-- Start of EXTRACTED INFORMATION --

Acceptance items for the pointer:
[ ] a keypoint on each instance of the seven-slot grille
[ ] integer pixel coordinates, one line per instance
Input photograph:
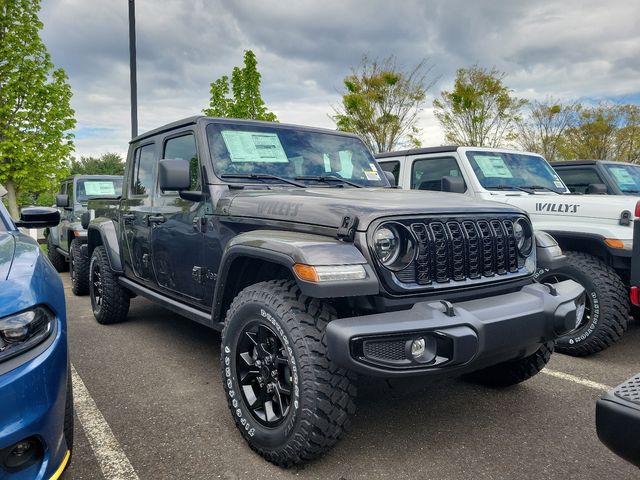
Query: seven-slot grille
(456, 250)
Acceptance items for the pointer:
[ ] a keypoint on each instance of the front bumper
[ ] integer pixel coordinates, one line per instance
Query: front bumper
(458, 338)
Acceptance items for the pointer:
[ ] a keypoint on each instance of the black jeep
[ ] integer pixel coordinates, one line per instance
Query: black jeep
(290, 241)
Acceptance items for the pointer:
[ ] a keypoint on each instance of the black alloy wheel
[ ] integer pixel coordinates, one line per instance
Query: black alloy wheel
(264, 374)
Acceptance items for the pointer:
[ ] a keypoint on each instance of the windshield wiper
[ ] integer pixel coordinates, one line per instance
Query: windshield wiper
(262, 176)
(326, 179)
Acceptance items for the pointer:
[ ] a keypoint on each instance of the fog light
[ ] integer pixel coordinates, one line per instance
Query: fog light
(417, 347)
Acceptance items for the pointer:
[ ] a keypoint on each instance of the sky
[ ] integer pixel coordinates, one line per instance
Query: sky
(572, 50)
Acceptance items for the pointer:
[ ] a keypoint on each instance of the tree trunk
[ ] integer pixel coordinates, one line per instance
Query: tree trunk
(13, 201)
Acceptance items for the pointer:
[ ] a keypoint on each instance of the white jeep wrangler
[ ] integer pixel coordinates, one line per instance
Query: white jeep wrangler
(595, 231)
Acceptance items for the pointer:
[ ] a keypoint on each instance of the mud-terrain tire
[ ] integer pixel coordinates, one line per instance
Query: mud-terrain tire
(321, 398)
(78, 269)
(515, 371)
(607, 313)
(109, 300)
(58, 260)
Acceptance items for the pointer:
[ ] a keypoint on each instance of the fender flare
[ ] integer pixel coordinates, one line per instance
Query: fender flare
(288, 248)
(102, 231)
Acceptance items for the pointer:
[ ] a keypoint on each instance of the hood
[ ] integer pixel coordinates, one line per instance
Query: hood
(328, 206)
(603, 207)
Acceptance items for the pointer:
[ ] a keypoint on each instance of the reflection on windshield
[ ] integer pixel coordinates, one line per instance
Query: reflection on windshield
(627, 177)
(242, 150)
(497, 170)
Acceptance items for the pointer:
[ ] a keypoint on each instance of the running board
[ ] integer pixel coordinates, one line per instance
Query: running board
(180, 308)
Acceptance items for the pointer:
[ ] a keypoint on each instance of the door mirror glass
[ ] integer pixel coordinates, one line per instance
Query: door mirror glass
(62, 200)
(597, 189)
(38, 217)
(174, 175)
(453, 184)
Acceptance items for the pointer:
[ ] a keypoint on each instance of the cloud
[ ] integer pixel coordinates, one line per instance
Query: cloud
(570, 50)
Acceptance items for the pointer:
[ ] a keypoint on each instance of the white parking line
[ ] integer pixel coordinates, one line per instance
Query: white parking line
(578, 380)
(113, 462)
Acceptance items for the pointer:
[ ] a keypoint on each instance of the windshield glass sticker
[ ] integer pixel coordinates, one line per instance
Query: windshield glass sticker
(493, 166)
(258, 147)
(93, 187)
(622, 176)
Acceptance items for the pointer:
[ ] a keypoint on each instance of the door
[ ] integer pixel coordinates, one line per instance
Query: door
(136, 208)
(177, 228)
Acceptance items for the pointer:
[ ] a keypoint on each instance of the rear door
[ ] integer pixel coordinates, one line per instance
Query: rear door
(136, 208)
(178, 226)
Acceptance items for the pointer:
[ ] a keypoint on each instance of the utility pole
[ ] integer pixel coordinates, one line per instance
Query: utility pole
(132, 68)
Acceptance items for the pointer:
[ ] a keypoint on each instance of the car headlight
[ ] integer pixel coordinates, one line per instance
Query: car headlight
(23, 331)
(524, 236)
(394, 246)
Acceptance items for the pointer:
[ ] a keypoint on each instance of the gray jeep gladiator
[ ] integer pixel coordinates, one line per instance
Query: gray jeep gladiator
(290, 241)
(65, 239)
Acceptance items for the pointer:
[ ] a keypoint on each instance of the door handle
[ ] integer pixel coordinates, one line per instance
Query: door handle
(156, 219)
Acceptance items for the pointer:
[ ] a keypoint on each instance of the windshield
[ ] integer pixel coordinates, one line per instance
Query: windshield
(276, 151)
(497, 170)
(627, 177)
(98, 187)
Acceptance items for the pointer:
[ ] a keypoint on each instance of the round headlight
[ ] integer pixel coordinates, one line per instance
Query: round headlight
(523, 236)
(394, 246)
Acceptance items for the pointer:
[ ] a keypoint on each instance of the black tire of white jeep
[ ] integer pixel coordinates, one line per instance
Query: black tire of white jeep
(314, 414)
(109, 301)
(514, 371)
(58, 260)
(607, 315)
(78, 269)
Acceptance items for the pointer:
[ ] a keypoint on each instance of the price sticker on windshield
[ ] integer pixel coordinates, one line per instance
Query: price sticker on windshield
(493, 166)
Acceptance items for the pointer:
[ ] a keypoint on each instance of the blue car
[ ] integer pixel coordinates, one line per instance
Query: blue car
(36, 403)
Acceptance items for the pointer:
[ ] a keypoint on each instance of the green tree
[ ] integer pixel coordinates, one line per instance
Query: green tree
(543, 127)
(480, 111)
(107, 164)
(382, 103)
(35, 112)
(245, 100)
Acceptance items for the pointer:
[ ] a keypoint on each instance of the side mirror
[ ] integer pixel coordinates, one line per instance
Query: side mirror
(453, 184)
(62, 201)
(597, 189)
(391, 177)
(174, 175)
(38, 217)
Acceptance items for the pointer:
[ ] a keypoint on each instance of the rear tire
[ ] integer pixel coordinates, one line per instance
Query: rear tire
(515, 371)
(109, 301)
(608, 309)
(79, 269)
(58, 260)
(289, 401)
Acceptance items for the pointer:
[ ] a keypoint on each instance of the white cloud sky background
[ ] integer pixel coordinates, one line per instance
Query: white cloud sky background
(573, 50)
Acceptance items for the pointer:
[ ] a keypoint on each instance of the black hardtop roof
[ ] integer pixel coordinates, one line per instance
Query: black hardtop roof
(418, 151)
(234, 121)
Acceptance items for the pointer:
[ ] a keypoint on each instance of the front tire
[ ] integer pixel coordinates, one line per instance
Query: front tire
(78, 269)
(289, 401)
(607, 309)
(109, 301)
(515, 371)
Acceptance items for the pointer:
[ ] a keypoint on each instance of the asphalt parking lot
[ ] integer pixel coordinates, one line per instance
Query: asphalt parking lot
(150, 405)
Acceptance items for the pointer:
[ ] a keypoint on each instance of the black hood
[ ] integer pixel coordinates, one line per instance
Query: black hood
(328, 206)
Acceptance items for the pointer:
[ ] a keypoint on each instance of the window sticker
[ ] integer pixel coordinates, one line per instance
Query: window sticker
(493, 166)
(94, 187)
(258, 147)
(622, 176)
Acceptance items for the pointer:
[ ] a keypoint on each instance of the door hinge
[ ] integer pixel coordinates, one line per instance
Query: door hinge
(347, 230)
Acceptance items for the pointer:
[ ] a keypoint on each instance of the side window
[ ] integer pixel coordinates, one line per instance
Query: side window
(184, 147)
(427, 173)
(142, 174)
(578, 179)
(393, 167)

-- End of EXTRACTED INFORMATION --

**TASK:**
Give all the lines above again, character for character, without pictures.

**ANSWER IN FULL:**
Acceptance items for the pointer:
[ ] a keypoint on each instance of the seven-slot grille
[ ] integer pixel coordinates, one line per instance
Input photograph:
Query: seven-slot grille
(456, 250)
Acceptance items for the pointer:
[ ] a keypoint on each instance of the front bumper
[ ] integer pixel coordinates, one line per instance
Query: front bumper
(458, 338)
Acceptance items for the pointer:
[ ] a keypoint on each instance of the black jeep
[ ] integer pixel coordinates, one line per instance
Query: black jeep
(290, 241)
Acceptance items for the pointer:
[ ] a keypoint on each instance of the black alloy wheel
[ ] integer pixel coordinates, one line per instance
Query: black alloy wheel
(264, 374)
Acceptance items for the pointer:
[ ] a keypoint on each instance of the windshield wiper
[ ] integer pixel coordinates, one line per instance
Query: windshield wiper
(262, 176)
(326, 179)
Acceptance items for the pointer:
[ ] a keypoint on each instance of the fog light
[ ] integer pixel coordinates, one line per instance
Query: fog light
(417, 347)
Acceptance items for the pointer:
[ ] a keypoint on each instance of the sky
[ ] integer pixel coordinates, one line per instance
Query: sky
(572, 50)
Acceptance items for the pointer:
[ ] a keypoint on each instance of the tree trunk
[ ] integer pixel coordinates, one line per instance
Query: tree trunk
(13, 201)
Acceptance items for the pointer:
[ ] a keypoint on each instance of the white jeep wrangler
[ ] integer pixel coordinates, one line per instance
Query: white jeep wrangler
(595, 231)
Acceptance items for the pointer:
[ ] a keypoint on each instance of the mud-terrain tire
[ ] integer pixel coordinates, one line per instance
Query: mud-terrain tire
(321, 398)
(78, 269)
(515, 371)
(607, 313)
(109, 300)
(58, 260)
Acceptance items for the pointer:
[ ] a keypoint on each instance of the fender flare
[ ] integer pixel coordinates, one line per instance
Query: fender flare
(288, 248)
(102, 231)
Acceptance items for the pointer:
[ ] a keypoint on each instance of the hood
[ ] integer pixel coordinates, one line per instance
Query: hood
(328, 206)
(603, 207)
Acceptance items for the pointer:
[ ] a keypoint on each instance of the reflection on windshield
[ ] integer pixel coordinates, one line per instance
Query: reflection on windshield
(627, 177)
(242, 150)
(497, 170)
Acceptance items for the pointer:
[ ] a keypoint on each instance of the running board
[ ] integer pixel coordinates, one line per instance
Query: running board
(180, 308)
Acceptance items for the pointer:
[ ] a keypoint on each instance of the door mirror glass
[ ] integer pixel coordinates, one line per instance
Query: door mirror glass
(62, 200)
(597, 189)
(38, 217)
(174, 175)
(453, 184)
Acceptance items for the pointer:
[ ] a keypoint on each instance of the cloud
[ ] integer pixel coordinates, one line per instance
Query: cloud
(570, 50)
Acceptance items for the pointer:
[ ] a keypoint on each instance of the white parking line
[ ] integer pixel coordinates, one line per instance
Query: white parking line
(578, 380)
(113, 462)
Acceptance items for the pointer:
[ ] a keypoint on each instance of the windshield glass sticker
[ ] integer pixel coordinates, one line per instance
Query: windshield glass sticker
(493, 166)
(258, 147)
(93, 187)
(622, 176)
Acceptance items for the pointer:
[ ] a keypoint on each instance of the door
[ ] integer pixel coordinates, one line per instance
Query: door
(136, 208)
(177, 228)
Acceptance items for the pointer:
[ ] a keypoint on each instance of the rear door
[ ] integer pixel coordinates, one line per instance
Query: rear door
(136, 208)
(178, 226)
Acceptance items for the pointer:
[ ] a keypoint on each instance of the utility pole
[ ] integer pixel coordinates, one line per instance
Query: utility pole
(132, 68)
Acceptance items for the pointer:
[ ] a keypoint on each instance of the car headlight
[ ] integer pixel coordinates, one line per instance
Query: car headlight
(23, 331)
(524, 236)
(394, 246)
Acceptance items for the pointer:
[ ] a keypoint on each instance of the gray jeep gladiator
[ ] integer pixel coordinates, one line per instance
Query: gray jeep gladiator
(290, 241)
(65, 239)
Acceptance items for the pointer:
[ ] a keypoint on each instance of the door handle
[ ] integer pixel coordinates, one line per instance
Query: door handle
(156, 219)
Acceptance items for the pointer:
[ ] a keypoint on each instance of the windshield
[ ] integer pixel coordinates, one line per instance
Query: windshield
(276, 151)
(497, 170)
(627, 177)
(98, 187)
Acceptance items for the pointer:
[ ] a keypoint on each instance of the round headlight
[ ] integer pixel coordinates, one line per instance
Query: round headlight
(523, 236)
(394, 246)
Acceptance items for the pointer:
[ ] a keypoint on each instance of the black tire of white jeep
[ ] integer pixel coordinates, one line per instance
Query: black tire of white jeep
(314, 414)
(109, 301)
(514, 371)
(58, 260)
(607, 315)
(78, 269)
Acceptance items for the pointer:
[ ] a keypoint on each instance of the price sticker on windshield
[ ] integer pixel coordinates, one line per instance
Query: price sticker on windshield
(493, 166)
Acceptance items for the pointer:
[ ] a keypoint on each instance of the blue car
[ ] integer pixel coordinates, one line per instance
Query: blue car
(36, 403)
Acceptance items for the pointer:
[ ] a keypoint on each instance of the green tree
[ ] integer pixel coordinates, one line per instance
Query: green tree
(543, 127)
(480, 111)
(107, 164)
(382, 103)
(35, 112)
(245, 100)
Acceptance items for the pointer:
[ ] a keypoint on each instance of the side mirror
[ ] integer pixel coordinates, one line per instance
Query: side mirror
(453, 184)
(62, 201)
(597, 189)
(391, 177)
(174, 175)
(38, 217)
Acceptance items for the pointer:
[ ] a keypoint on each instance of the rear tire
[ ] integer pixel coordinates, one line per instance
Query: rear tire
(515, 371)
(109, 301)
(608, 309)
(79, 269)
(58, 260)
(289, 401)
Acceptance items for the pointer:
[ ] a keypoint on each instance of the white cloud sky background
[ ] integer pixel coordinates, one line per instance
Query: white cloud sky background
(573, 50)
Acceptance items for the pointer:
[ ] a keypoint on each instance of the black hardtop roof
[ ] integer pixel coordinates, one line per instance
Query: black hardtop roof
(418, 151)
(234, 121)
Acceptance items for the pointer:
[ ] a keypoint on each instance of the front tire
[ ] integer pixel coordinates, one line per instance
Query: front tire
(78, 269)
(289, 401)
(607, 309)
(109, 301)
(515, 371)
Acceptance items for the pointer:
[ ] a keypoint on each instance of the asphalt parking lot
[ ] integer pixel coordinates, one line per instance
Query: asphalt parking lot
(150, 405)
Acceptance items for the pointer:
[ ] a keypoint on each instance of the black hood
[ ] integer pixel coordinates, one line per instance
Query: black hood
(328, 206)
Acceptance items for the pointer:
[ ] a keypoint on each instance of the window sticker
[ ] integer pixel coordinates, one line per instance
Query: window sticker
(493, 166)
(94, 187)
(258, 147)
(622, 176)
Acceptance items for the pointer:
[ ] a keypoint on each instance of the door hinge
[ ] integer pixel coordinates, one line per instance
Query: door hinge
(347, 230)
Acceptance items for the pointer:
[ ] a keypoint on each instance of the side window
[ ] integer pixel coordinates, one line per instance
Query: side window
(184, 147)
(427, 173)
(142, 174)
(578, 179)
(393, 167)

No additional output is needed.